**EXERCISE OBJECTIVE:**
Collect from the data below each line with "beam".
#### TASK MATERIAL
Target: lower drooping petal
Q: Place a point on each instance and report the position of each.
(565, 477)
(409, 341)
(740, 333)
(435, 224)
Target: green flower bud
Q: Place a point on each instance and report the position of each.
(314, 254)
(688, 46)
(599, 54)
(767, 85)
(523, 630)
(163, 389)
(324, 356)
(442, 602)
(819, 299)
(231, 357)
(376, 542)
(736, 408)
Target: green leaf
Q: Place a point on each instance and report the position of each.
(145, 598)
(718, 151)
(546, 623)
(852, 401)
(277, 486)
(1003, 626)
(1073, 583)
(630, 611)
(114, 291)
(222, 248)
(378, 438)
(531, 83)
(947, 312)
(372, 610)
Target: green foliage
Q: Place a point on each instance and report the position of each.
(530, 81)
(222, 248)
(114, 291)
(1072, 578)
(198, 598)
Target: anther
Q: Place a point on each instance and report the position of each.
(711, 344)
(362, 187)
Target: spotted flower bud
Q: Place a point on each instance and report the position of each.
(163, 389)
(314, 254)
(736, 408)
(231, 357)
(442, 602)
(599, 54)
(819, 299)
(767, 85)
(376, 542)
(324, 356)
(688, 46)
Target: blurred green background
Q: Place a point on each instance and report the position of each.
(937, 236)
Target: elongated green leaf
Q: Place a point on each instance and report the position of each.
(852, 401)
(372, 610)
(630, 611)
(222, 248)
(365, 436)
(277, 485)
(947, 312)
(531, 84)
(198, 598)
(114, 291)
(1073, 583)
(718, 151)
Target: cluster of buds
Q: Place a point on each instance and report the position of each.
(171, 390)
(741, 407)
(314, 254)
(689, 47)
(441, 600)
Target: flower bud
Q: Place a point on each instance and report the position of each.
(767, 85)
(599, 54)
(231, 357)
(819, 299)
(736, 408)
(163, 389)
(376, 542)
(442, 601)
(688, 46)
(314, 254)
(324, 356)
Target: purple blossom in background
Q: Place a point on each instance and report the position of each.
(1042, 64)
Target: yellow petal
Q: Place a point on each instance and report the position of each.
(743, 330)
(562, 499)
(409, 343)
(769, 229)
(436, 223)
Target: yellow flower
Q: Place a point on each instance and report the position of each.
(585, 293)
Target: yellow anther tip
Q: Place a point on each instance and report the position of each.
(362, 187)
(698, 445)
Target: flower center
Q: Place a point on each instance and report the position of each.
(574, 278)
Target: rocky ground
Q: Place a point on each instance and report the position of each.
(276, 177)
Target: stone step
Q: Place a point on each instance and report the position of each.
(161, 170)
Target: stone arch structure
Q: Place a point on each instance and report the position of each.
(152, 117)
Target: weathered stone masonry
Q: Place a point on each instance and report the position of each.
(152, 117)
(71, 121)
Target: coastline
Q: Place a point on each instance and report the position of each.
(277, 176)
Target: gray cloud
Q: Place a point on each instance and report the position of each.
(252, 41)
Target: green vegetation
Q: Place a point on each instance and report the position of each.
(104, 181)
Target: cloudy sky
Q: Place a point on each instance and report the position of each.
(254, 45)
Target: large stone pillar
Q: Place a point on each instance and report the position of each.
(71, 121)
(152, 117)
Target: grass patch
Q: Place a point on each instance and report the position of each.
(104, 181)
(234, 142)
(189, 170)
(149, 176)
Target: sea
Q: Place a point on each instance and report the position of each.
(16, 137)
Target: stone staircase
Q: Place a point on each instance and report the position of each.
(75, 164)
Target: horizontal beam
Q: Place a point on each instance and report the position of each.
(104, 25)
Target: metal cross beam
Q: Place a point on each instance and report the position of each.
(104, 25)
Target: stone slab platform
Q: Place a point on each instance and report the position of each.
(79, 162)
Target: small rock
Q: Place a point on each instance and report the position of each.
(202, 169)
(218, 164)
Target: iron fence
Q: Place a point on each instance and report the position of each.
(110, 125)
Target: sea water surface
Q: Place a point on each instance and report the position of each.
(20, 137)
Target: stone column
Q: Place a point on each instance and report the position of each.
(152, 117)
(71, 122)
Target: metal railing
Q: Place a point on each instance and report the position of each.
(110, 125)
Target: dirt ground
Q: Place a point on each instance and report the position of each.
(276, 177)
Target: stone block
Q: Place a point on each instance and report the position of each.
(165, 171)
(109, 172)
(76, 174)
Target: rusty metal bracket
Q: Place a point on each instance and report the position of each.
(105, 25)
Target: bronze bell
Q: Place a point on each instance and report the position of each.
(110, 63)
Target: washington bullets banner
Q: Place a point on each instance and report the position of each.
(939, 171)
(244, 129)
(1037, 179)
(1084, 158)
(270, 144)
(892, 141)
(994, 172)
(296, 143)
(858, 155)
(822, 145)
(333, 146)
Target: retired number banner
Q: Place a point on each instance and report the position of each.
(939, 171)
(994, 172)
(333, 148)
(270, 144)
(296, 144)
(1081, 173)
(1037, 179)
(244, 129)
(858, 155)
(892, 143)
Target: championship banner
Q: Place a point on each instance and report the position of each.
########
**YOUR SOLUTION:**
Target: horizontal beam
Target: metal cross beam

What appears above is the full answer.